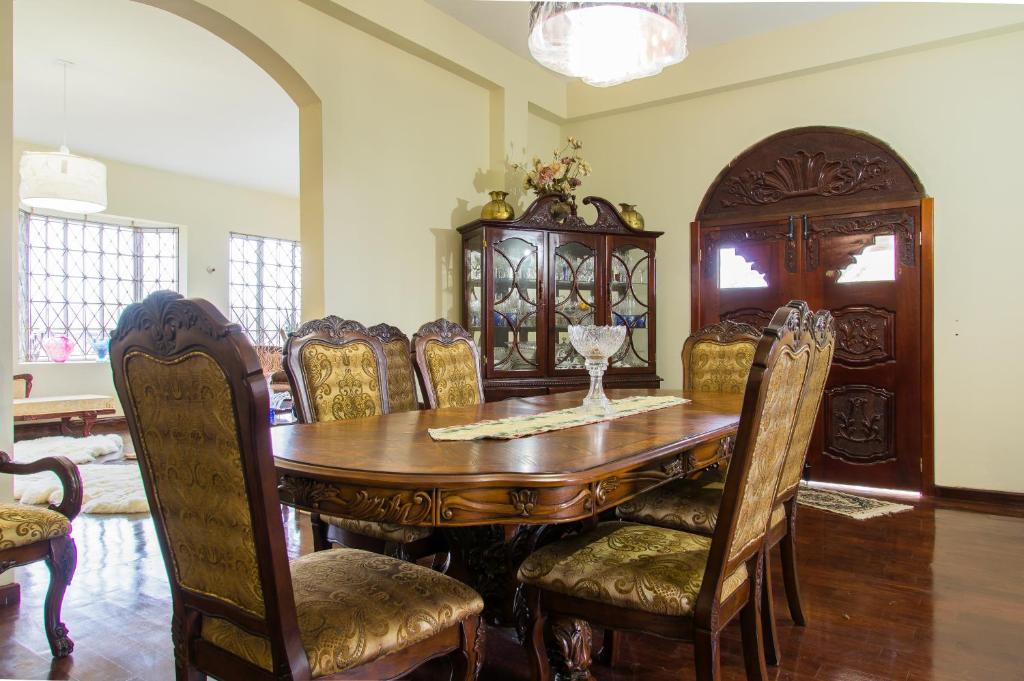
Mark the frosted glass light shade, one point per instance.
(607, 43)
(62, 181)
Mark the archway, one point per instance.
(310, 133)
(838, 218)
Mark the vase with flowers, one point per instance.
(563, 175)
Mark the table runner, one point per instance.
(534, 424)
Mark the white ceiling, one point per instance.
(507, 22)
(152, 89)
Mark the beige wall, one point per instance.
(205, 212)
(953, 113)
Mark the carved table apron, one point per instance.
(387, 469)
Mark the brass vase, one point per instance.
(498, 208)
(631, 216)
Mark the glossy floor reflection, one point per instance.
(934, 593)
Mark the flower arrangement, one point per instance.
(563, 175)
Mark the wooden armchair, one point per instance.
(196, 402)
(339, 371)
(29, 534)
(672, 584)
(23, 386)
(448, 364)
(694, 505)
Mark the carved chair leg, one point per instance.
(788, 546)
(321, 540)
(708, 655)
(752, 628)
(537, 651)
(467, 661)
(572, 644)
(61, 561)
(772, 652)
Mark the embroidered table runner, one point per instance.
(521, 426)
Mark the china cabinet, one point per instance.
(525, 281)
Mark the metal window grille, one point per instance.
(77, 275)
(264, 283)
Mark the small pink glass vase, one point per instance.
(57, 348)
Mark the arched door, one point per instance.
(837, 218)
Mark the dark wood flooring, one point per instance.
(934, 593)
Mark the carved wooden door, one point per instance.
(748, 270)
(865, 268)
(574, 295)
(515, 328)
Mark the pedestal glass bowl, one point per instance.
(596, 344)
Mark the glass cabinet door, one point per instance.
(573, 293)
(630, 302)
(515, 341)
(472, 272)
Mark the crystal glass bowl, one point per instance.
(596, 344)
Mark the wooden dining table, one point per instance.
(486, 495)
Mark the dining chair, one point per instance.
(31, 534)
(197, 405)
(338, 370)
(448, 364)
(693, 505)
(673, 584)
(400, 375)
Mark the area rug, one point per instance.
(852, 506)
(112, 486)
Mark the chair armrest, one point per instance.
(67, 472)
(28, 382)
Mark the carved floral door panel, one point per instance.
(748, 270)
(631, 301)
(864, 267)
(515, 330)
(573, 297)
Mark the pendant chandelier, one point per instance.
(60, 180)
(607, 43)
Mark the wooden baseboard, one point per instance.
(10, 594)
(989, 496)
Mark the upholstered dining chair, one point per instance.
(338, 370)
(30, 534)
(692, 505)
(448, 364)
(23, 386)
(400, 375)
(196, 402)
(672, 584)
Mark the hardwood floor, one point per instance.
(934, 593)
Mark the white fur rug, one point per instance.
(109, 487)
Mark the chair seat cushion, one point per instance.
(20, 524)
(690, 505)
(386, 531)
(631, 565)
(355, 606)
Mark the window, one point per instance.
(79, 274)
(265, 287)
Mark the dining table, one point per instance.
(494, 499)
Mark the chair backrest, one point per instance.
(337, 371)
(197, 406)
(400, 376)
(823, 332)
(780, 368)
(718, 357)
(448, 364)
(23, 386)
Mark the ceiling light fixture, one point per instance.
(607, 43)
(60, 180)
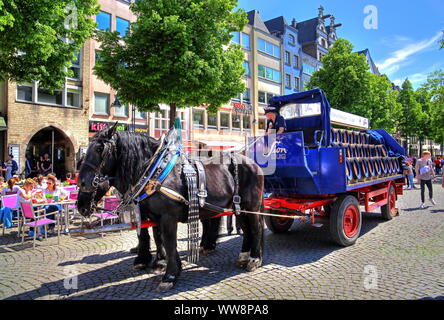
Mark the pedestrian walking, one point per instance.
(409, 176)
(424, 175)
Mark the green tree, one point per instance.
(442, 40)
(381, 105)
(411, 111)
(344, 77)
(32, 38)
(177, 52)
(435, 88)
(350, 87)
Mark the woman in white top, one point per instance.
(55, 191)
(11, 188)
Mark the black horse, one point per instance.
(123, 157)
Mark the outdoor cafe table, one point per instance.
(65, 205)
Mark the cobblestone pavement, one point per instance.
(406, 253)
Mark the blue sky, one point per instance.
(405, 43)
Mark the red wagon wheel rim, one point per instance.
(280, 222)
(351, 221)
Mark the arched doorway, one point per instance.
(57, 145)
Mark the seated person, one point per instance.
(55, 191)
(11, 188)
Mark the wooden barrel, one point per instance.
(364, 168)
(348, 170)
(356, 168)
(357, 137)
(371, 167)
(377, 165)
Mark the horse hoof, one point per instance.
(253, 264)
(165, 286)
(160, 266)
(208, 251)
(243, 259)
(140, 267)
(134, 250)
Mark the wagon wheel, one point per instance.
(345, 221)
(278, 224)
(389, 210)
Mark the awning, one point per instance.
(212, 145)
(3, 126)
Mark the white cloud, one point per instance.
(392, 64)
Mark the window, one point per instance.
(121, 111)
(269, 73)
(308, 69)
(101, 103)
(235, 123)
(264, 97)
(44, 96)
(162, 120)
(288, 80)
(212, 121)
(246, 65)
(246, 96)
(297, 83)
(236, 37)
(140, 114)
(103, 20)
(269, 48)
(262, 123)
(246, 122)
(246, 41)
(296, 61)
(24, 93)
(224, 120)
(74, 98)
(75, 67)
(97, 56)
(287, 58)
(122, 26)
(198, 118)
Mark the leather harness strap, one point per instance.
(202, 183)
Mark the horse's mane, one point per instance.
(133, 152)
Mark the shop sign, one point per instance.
(242, 108)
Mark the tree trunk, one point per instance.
(172, 114)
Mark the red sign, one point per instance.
(242, 108)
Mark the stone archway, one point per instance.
(57, 144)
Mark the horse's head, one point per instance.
(99, 164)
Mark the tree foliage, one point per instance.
(31, 38)
(434, 87)
(411, 110)
(350, 87)
(177, 52)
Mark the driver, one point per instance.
(275, 121)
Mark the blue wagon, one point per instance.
(318, 172)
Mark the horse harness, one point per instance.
(157, 170)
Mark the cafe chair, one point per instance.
(35, 218)
(10, 201)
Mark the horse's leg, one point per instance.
(256, 224)
(212, 235)
(144, 258)
(160, 260)
(168, 227)
(244, 256)
(205, 231)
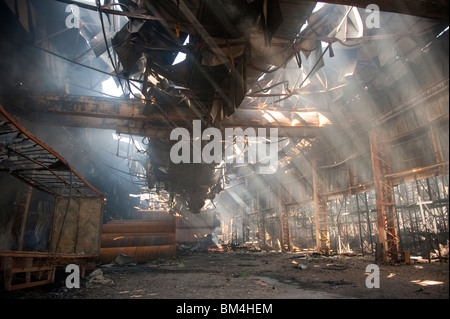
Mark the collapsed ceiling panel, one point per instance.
(32, 162)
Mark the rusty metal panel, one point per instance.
(141, 240)
(77, 225)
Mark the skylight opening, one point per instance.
(110, 87)
(181, 56)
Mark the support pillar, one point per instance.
(384, 192)
(320, 214)
(284, 222)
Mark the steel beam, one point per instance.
(385, 200)
(128, 116)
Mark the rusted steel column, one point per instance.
(384, 192)
(284, 221)
(320, 213)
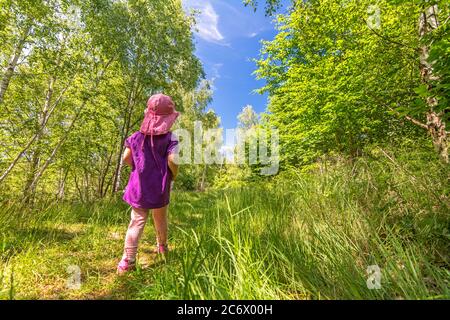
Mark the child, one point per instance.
(150, 153)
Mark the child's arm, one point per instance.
(172, 165)
(127, 157)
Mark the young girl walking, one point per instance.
(150, 153)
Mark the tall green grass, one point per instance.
(302, 235)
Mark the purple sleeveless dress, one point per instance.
(149, 183)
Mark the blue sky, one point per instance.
(227, 38)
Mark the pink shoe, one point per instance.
(125, 266)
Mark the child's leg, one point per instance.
(135, 229)
(160, 220)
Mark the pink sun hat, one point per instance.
(160, 115)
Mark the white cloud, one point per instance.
(207, 21)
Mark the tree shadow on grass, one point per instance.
(19, 239)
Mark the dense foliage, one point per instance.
(343, 75)
(75, 79)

- **Written request**: Recast every line of the records above as one numbered list with no blank lines, and leave the pictures out.

- **Output below**:
1. Mark the frosted glass light shade, one point per instance.
2. (607, 43)
3. (62, 181)
4. Mark the archway, one point per instance.
5. (310, 133)
6. (838, 218)
7. Mark the vase with flowers, one point per instance.
8. (563, 175)
9. Mark the table runner, one point per instance.
10. (534, 424)
11. Mark the white ceiling, one point per instance.
12. (507, 22)
13. (152, 89)
14. Mark the beige wall, one point per instance.
15. (205, 212)
16. (953, 113)
17. Mark the carved table apron, one point per instance.
18. (387, 469)
19. Mark the brass vase, one point per instance.
20. (498, 208)
21. (631, 216)
22. Mark the glossy floor reflection, one point per instance.
23. (934, 593)
24. Mark the flower arrangement, one point per instance.
25. (563, 175)
26. Mark the wooden armchair, one point per instance.
27. (196, 402)
28. (339, 371)
29. (29, 534)
30. (672, 584)
31. (23, 386)
32. (448, 364)
33. (694, 505)
34. Mark the carved chair leg, one point per instance.
35. (788, 546)
36. (321, 540)
37. (708, 655)
38. (752, 628)
39. (537, 651)
40. (467, 661)
41. (572, 644)
42. (61, 561)
43. (772, 652)
44. Mark the embroidered table runner, one point per instance.
45. (521, 426)
46. Mark the china cabinet, one point per instance.
47. (525, 281)
48. Mark the metal window grille, one point per instance.
49. (77, 275)
50. (264, 283)
51. Mark the small pink glass vase, one point per instance.
52. (57, 348)
53. Mark the arched door, one point per instance.
54. (837, 218)
55. Mark the dark wood flooring, one point per instance.
56. (934, 593)
57. Mark the carved wooden door, one point per instance.
58. (748, 270)
59. (865, 268)
60. (574, 295)
61. (515, 328)
62. Mark the pedestal glass bowl, one point per instance.
63. (596, 344)
64. Mark the glass cabinet door, one point per instance.
65. (573, 293)
66. (630, 302)
67. (515, 341)
68. (472, 272)
69. Mark the crystal glass bowl, one point per instance.
70. (596, 344)
71. Mark the wooden dining table, one point per instance.
72. (486, 495)
73. Mark the dining chair, one point per instance.
74. (31, 534)
75. (197, 405)
76. (338, 370)
77. (448, 364)
78. (693, 505)
79. (673, 584)
80. (400, 375)
81. Mark the area rug, one point per instance.
82. (852, 506)
83. (112, 486)
84. Mark the chair armrest, one point per instance.
85. (67, 472)
86. (28, 382)
87. Mark the carved floral door panel, one point per instance.
88. (748, 270)
89. (631, 301)
90. (864, 267)
91. (515, 330)
92. (573, 297)
93. Mark the pendant chandelier, one point per instance.
94. (60, 180)
95. (607, 43)
96. Mark the wooden baseboard, one point per instance.
97. (10, 594)
98. (989, 496)
99. Mark the upholstered dining chair, one point per instance.
100. (338, 370)
101. (30, 534)
102. (692, 505)
103. (448, 364)
104. (23, 386)
105. (400, 375)
106. (196, 402)
107. (672, 584)
108. Mark the hardwood floor, one point per instance.
109. (934, 593)
110. Mark the white fur rug, one point per instance.
111. (109, 487)
112. Mark the chair seat cushion, one point per instance.
113. (20, 524)
114. (690, 505)
115. (386, 531)
116. (631, 565)
117. (355, 606)
118. Mark the window, one point per instance.
119. (79, 274)
120. (265, 287)
121. Mark the dining table, one point per instance.
122. (494, 499)
123. Mark the chair backrest, one point per instance.
124. (337, 371)
125. (197, 406)
126. (400, 376)
127. (823, 332)
128. (780, 368)
129. (718, 357)
130. (448, 364)
131. (23, 386)
132. Mark the ceiling light fixture, one point per instance.
133. (607, 43)
134. (60, 180)
135. Mark the pedestrian walking, one point per instance.
136. (409, 176)
137. (424, 175)
138. Mark the green tree, one point per instance.
139. (442, 40)
140. (381, 105)
141. (411, 111)
142. (344, 77)
143. (32, 38)
144. (177, 52)
145. (435, 88)
146. (350, 87)
147. Mark the woman in white top, one point per instance.
148. (55, 191)
149. (11, 188)
150. Mark the black horse, one point per instance.
151. (123, 157)
152. Mark the outdoor cafe table, one point per instance.
153. (65, 205)
154. Mark the cobblestone pavement, one point per instance.
155. (406, 253)
156. Mark the blue sky, one point per instance.
157. (405, 43)
158. Mark the red wagon wheel rim, one point per instance.
159. (280, 222)
160. (351, 221)
161. Mark the arched doorway, one point per instance.
162. (57, 145)
163. Mark the seated person, one point per instance.
164. (55, 191)
165. (11, 188)
166. Mark the wooden barrel, one point per instance.
167. (364, 168)
168. (348, 170)
169. (356, 168)
170. (357, 137)
171. (371, 167)
172. (377, 165)
173. Mark the horse hoof, one point per instance.
174. (253, 264)
175. (165, 286)
176. (160, 266)
177. (208, 251)
178. (243, 259)
179. (140, 267)
180. (134, 250)
181. Mark the wagon wheel, one point per instance.
182. (345, 221)
183. (278, 224)
184. (389, 210)
185. Mark the awning, one point per instance.
186. (212, 145)
187. (3, 126)
188. Mark the white cloud, one point per instance.
189. (392, 64)
190. Mark the window, one point per instance.
191. (121, 111)
192. (269, 73)
193. (308, 69)
194. (101, 103)
195. (235, 123)
196. (264, 97)
197. (44, 96)
198. (162, 120)
199. (288, 80)
200. (212, 121)
201. (246, 65)
202. (246, 96)
203. (297, 83)
204. (236, 37)
205. (140, 114)
206. (103, 20)
207. (269, 48)
208. (262, 123)
209. (246, 122)
210. (246, 41)
211. (296, 61)
212. (24, 93)
213. (224, 120)
214. (74, 98)
215. (75, 67)
216. (97, 56)
217. (287, 58)
218. (122, 26)
219. (198, 118)
220. Mark the leather harness strap, one point per instance.
221. (202, 183)
222. Mark the horse's mane, one point per instance.
223. (133, 152)
224. Mark the shop sign, one point per instance.
225. (242, 108)
226. Mark the tree trunk, one point per instance.
227. (172, 114)
228. Mark the red sign, one point per instance.
229. (242, 108)
230. Mark the stone archway, one point per instance.
231. (57, 144)
232. Mark the horse's head, one point per instance.
233. (99, 164)
234. Mark the tree foliage, one point per instance.
235. (31, 38)
236. (434, 87)
237. (411, 110)
238. (350, 87)
239. (177, 52)
240. Mark the driver, one point per instance.
241. (275, 121)
242. Mark the blue wagon, one point per instance.
243. (318, 172)
244. Mark the horse harness, one point per instance.
245. (157, 170)
246. Mark the cafe chair, one point per instance.
247. (35, 218)
248. (10, 201)
249. Mark the horse's leg, one point per instance.
250. (256, 224)
251. (212, 235)
252. (144, 258)
253. (160, 260)
254. (168, 227)
255. (244, 256)
256. (205, 231)
257. Mark the collapsed ceiling panel, one point per instance.
258. (32, 162)
259. Mark the rusty metal panel, one point per instance.
260. (141, 240)
261. (77, 225)
262. Mark the skylight opening, one point per instance.
263. (110, 87)
264. (181, 56)
265. Mark the support pillar, one point per instance.
266. (384, 192)
267. (320, 214)
268. (284, 222)
269. Mark the steel beam, one point per instance.
270. (385, 200)
271. (128, 116)
272. Mark the rusted steel column, one point per instance.
273. (384, 192)
274. (284, 221)
275. (320, 213)
276. Mark the child, one point per instance.
277. (150, 153)
278. Mark the child's arm, one point per instance.
279. (172, 165)
280. (127, 157)
281. Mark the young girl walking, one point per instance.
282. (150, 153)
283. Mark the tall green grass, one point per instance.
284. (302, 235)
285. Mark the purple sleeveless dress, one point per instance.
286. (149, 183)
287. Mark the blue sky, one point per instance.
288. (227, 38)
289. Mark the pink shoe, one point per instance.
290. (125, 266)
291. Mark the child's leg, one point per instance.
292. (135, 229)
293. (160, 220)
294. Mark the pink sun hat, one point per instance.
295. (160, 115)
296. Mark the white cloud, one point per instance.
297. (207, 21)
298. Mark the tree shadow on grass, one point per instance.
299. (19, 239)
300. Mark the dense foliage, one point per instance.
301. (343, 75)
302. (75, 79)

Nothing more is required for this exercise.